Provided text:
((
In the Government’s response to consultation the MoJ said: “The proposed increases reflect historic inflation and are therefore not an increase in real terms. The income generated from these proposals will go towards the running cost of HMCTS and will ensure that the courts and tribunals can continue to deliver access to justice for all.”

The Ministry said the Government appreciated that Covid-19 had had an impact on individuals and businesses. “In order to ensure we continue to protect access to justice for those on a low income, we will also proceed to inflate HwF income thresholds for single people as well as couple and child premiums to 2021/22 levels in line with inflation, backdated to 2016. This will make the fee remissions scheme more generous for those who are unable to afford a fee.”

The response acknowledged that some users “might sometimes be frustrated by the service they receive”. However, it said: “Whilst, like the whole nation, the courts and tribunals have been affected by the pandemic, recovery is our priority. Far from HMCTS profiting from these fee increases; they simply represent the increase in the cost of providing the services.”
))
Condense the paragraph of the court fees text that begins "The Ministry said the Government appreciated" into two sentences at most, keeping its main facts.

Material shown:
((
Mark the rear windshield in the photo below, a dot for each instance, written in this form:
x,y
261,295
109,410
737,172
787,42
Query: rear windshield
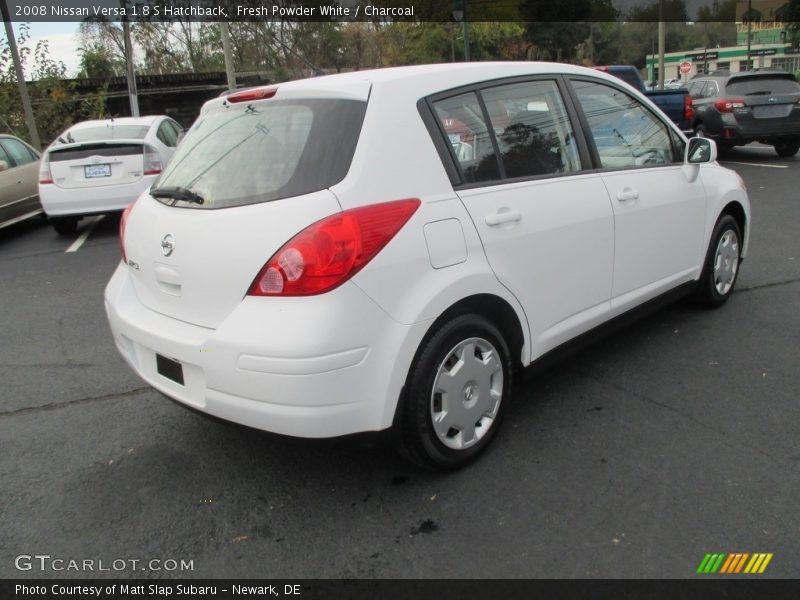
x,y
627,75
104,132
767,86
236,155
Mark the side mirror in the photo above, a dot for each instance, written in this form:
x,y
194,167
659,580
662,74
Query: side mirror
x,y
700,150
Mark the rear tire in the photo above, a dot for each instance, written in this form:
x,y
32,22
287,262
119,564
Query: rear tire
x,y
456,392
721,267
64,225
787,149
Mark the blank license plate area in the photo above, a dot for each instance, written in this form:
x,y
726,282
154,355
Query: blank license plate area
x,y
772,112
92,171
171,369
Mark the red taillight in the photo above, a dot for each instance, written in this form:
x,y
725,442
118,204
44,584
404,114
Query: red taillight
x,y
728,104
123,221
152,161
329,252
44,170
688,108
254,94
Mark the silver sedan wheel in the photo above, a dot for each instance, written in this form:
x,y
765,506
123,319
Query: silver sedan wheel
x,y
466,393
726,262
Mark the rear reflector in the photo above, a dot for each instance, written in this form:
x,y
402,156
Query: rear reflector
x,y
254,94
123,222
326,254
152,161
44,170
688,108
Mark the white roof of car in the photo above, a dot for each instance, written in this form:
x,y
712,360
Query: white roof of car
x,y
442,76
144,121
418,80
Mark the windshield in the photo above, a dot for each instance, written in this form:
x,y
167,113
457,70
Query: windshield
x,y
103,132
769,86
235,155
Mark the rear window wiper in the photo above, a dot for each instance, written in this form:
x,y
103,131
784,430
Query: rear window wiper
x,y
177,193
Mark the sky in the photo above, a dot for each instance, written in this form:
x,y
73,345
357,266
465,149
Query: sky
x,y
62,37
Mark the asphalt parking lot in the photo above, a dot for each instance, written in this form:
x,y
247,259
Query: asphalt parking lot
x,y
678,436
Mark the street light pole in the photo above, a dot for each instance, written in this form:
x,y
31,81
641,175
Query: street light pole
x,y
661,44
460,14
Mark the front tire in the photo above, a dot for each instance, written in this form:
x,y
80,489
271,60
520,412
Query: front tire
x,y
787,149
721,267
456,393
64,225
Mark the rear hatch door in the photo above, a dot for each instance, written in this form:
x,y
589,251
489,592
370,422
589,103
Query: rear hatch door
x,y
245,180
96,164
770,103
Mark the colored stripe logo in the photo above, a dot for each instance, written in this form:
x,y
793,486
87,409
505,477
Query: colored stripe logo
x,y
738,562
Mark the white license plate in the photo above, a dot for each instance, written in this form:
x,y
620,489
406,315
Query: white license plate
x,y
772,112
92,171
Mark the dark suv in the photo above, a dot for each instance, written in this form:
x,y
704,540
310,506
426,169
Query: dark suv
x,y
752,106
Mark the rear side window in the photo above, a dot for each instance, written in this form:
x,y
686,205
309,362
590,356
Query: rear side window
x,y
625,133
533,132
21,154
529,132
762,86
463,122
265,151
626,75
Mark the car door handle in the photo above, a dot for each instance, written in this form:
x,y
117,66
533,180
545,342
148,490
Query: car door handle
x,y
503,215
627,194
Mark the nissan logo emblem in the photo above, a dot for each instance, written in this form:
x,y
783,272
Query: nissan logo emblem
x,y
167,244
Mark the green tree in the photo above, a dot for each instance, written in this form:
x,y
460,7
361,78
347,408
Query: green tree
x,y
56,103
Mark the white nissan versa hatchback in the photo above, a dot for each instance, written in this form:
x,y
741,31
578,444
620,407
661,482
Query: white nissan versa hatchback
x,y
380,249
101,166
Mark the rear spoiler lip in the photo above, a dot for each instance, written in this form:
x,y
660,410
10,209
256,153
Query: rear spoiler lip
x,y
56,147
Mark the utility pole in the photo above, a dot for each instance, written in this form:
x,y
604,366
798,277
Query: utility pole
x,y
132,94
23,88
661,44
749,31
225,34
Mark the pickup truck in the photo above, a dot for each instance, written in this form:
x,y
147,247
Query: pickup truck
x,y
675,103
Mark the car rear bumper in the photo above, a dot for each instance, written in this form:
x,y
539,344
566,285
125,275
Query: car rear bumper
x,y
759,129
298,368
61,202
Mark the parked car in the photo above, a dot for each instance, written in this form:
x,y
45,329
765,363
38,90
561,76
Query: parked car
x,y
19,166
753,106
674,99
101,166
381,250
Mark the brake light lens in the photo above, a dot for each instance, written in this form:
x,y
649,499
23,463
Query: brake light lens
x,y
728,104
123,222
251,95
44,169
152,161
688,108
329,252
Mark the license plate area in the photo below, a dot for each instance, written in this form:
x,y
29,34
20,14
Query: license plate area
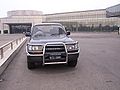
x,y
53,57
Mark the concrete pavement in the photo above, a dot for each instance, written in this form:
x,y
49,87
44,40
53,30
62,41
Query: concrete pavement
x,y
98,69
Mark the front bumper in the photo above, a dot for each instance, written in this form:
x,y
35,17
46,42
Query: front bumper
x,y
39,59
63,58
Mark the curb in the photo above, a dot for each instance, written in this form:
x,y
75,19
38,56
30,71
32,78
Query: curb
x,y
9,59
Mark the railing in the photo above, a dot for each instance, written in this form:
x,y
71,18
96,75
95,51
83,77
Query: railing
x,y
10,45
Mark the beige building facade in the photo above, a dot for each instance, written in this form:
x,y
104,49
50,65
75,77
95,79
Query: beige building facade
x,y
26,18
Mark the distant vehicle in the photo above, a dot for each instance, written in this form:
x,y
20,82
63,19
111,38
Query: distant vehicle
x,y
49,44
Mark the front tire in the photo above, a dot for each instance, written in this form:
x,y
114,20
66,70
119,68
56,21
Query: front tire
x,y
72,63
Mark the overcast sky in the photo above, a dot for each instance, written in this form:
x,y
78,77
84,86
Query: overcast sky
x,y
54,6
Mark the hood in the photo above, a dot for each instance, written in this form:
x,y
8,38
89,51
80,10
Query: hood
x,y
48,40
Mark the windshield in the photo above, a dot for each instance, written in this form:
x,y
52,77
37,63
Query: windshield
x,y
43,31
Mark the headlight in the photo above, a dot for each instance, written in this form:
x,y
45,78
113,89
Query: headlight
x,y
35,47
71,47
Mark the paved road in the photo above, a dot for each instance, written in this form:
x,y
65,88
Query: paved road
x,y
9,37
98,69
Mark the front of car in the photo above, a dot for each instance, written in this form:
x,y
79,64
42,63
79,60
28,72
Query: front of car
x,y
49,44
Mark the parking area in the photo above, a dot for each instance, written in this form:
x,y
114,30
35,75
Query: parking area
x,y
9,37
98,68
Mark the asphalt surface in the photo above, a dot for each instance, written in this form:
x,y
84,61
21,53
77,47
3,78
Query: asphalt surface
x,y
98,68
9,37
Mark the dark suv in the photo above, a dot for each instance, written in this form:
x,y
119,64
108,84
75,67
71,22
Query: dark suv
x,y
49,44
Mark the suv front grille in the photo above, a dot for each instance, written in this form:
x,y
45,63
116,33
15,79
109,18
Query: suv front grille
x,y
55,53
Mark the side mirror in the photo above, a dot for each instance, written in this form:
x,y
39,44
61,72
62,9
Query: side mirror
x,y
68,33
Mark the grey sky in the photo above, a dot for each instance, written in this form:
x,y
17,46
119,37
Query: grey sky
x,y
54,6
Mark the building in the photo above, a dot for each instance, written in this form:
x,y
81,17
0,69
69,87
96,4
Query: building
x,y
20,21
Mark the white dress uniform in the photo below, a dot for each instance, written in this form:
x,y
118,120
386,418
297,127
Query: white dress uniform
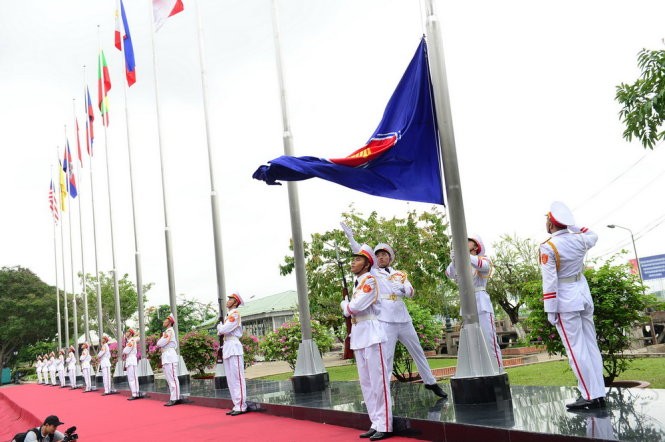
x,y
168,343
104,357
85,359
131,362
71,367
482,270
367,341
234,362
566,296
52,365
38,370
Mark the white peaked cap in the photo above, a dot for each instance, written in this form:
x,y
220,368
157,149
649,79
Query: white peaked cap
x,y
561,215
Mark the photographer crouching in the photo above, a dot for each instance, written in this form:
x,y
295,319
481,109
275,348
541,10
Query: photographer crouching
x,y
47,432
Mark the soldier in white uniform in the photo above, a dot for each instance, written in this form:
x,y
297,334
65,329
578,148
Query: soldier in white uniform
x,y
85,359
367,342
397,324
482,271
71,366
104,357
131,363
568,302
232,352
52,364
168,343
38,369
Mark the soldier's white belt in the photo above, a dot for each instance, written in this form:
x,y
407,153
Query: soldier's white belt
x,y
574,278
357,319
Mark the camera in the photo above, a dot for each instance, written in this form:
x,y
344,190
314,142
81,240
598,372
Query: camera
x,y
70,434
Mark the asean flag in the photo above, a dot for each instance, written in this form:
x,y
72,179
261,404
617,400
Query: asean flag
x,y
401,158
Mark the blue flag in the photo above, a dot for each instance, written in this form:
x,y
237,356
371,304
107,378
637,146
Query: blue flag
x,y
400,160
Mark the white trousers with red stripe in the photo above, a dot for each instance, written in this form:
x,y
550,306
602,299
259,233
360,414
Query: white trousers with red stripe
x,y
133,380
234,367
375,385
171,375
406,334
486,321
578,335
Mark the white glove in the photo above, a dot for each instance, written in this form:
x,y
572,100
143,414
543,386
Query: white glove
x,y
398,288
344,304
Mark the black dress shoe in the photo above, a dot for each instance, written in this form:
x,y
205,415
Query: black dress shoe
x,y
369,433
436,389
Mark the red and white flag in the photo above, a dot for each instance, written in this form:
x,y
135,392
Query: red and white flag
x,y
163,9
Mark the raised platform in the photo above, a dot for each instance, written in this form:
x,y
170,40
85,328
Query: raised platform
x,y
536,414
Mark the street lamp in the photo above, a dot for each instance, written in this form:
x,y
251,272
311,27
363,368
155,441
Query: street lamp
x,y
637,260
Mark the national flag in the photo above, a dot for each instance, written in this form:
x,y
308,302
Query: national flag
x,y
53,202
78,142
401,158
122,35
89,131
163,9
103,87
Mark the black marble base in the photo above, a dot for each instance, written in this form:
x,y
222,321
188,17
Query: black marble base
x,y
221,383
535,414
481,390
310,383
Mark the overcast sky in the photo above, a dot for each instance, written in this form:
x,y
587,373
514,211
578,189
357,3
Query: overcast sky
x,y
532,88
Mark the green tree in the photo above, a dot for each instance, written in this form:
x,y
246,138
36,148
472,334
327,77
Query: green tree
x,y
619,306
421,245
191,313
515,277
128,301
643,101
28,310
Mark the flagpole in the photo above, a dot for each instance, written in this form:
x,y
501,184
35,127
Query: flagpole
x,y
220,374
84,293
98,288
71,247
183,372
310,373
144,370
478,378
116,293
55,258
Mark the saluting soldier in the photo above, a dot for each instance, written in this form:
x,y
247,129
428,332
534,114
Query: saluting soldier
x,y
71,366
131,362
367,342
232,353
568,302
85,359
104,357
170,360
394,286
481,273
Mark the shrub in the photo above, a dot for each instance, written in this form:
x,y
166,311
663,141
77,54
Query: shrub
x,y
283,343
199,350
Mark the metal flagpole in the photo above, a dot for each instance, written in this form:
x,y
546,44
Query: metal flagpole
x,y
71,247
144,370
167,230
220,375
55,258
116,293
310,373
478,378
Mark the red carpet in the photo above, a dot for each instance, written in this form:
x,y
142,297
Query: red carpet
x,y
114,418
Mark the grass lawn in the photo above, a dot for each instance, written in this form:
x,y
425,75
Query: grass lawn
))
Answer space:
The Ministry acknowledged that Covid-19 had affected individuals and businesses. To keep protecting access to justice for people on low incomes, it will raise HwF income thresholds for single people, along with couple and child premiums, to 2021/22 levels in line with inflation, backdated to 2016, making the fee remissions scheme more generous for those unable to afford a fee.